#### OBJECTIF:
Résumez en deux phrases l'extrait ci-dessous consacré à la création d'une carte de qualité.

Publié le 09/11/2020 par Mathieu Boisseau | Mis à jour le : 12/01/2022 | 14 min de lecture
Sujets : Cartes & Données, Cartographie, cartographie thématique, Logiciel de cartographie
Comment créer une carte de qualité ?
Grâce aux logiciels accessibles sur le web, il est aujourd’hui possible de créer une carte facilement, en toute autonomie et sans être un expert de la cartographie. Cependant, la différence entre une bonne et une mauvaise carte se joue sur des détails décisifs. Une carte est un outil de communication qui, pour être efficace, doit éclairer la réflexion du lecteur sans le noyer sous un flot d’informations indigestes ni l’induire en erreur. Lorsque l’on conçoit une carte, il est nécessaire de se poser les questions qui garantiront la lisibilité de ce document :
- quelle est sa finalité : repérage, communication, analyse thématique ou carte pratique ?
- quel fond de cartes sélectionner pour qu’il soit adapté au niveau d’analyse (départemental, régional ou national…) ?
- quelles sont les informations importantes à représenter sur cette carte et sous quelle forme ?
- quelle mise en page choisir ?
Il est donc utile de connaître les principes de la sémiologie graphique – formalisés par Jacques Bertin – pour créer une carte mais également pour la lire et pour la décrypter. À l’heure des fake news, cette méthodologie a une importance certaine. Nous vous donnons dans cet article les bases pour créer une carte qui atteigne son objectif : être lue et bien comprise.
1. Les questions à se poser avant de créer une carte
Il existe une liste d’erreurs à éviter et de questions que le concepteur d’une carte doit nécessairement se poser. Les réponses détermineront ses choix pour sélectionner notamment le type et le fond de carte, les indicateurs, l’échelle, les représentations et la légende. Les questions à se poser avant de créer une carte sont les suivantes :
– où le phénomène est-il localisé ?
– quel est la nature du phénomène et quelle est sa répartition géographique ?

#### DONNÉES:

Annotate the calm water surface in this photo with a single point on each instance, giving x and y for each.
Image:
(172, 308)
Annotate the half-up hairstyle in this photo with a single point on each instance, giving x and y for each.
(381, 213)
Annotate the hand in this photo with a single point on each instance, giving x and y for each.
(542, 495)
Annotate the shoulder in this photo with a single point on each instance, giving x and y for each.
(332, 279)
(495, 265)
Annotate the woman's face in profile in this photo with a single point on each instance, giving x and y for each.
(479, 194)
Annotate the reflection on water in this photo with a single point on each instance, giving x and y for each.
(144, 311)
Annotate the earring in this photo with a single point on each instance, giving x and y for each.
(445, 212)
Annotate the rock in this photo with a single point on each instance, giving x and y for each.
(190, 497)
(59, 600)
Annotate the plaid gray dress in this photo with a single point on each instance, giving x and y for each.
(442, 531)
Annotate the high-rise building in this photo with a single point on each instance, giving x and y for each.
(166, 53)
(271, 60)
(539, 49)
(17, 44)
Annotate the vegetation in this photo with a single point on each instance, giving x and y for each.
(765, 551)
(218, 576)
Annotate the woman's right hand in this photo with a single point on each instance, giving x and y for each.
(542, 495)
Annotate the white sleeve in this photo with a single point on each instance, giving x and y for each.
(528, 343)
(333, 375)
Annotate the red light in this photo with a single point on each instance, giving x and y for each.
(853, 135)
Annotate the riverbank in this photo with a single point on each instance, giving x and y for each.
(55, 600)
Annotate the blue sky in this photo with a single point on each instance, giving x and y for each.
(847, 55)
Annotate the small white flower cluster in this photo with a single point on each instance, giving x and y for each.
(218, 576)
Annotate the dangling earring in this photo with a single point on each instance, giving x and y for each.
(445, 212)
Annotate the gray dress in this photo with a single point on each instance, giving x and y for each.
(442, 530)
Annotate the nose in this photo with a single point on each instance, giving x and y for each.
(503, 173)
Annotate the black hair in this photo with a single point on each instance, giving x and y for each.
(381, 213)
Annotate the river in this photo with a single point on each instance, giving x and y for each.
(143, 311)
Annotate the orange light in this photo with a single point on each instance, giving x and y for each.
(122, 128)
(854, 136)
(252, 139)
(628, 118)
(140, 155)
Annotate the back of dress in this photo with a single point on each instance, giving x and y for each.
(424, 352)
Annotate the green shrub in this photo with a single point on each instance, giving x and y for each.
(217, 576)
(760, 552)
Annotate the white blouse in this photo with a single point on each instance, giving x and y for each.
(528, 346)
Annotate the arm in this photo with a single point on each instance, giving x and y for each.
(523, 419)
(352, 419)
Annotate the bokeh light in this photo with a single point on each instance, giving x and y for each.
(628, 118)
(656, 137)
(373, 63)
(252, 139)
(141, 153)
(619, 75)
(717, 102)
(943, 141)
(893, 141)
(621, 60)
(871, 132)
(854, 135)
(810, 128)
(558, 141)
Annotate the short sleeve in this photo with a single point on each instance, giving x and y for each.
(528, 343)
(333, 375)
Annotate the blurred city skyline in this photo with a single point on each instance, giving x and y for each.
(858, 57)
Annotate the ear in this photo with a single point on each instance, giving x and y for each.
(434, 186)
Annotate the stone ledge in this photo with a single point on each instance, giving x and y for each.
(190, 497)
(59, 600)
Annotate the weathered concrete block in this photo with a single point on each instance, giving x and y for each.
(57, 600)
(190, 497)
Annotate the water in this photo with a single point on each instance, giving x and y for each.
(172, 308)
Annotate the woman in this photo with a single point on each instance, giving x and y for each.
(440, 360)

#### RÉSULTAT ATTENDU:
Les logiciels accessibles sur le web permettent aujourd'hui de créer une carte facilement, mais une carte efficace doit éclairer le lecteur sans le noyer sous les informations ni l'induire en erreur, ce qui oblige à s'interroger sur sa finalité, son fond de carte, les informations à représenter et sa mise en page. Connaître les principes de la sémiologie graphique formalisés par Jacques Bertin aide à créer, lire et décrypter une carte, et le concepteur doit d'abord se demander notamment où se localise le phénomène, quelle est sa nature et quelle est sa répartition géographique.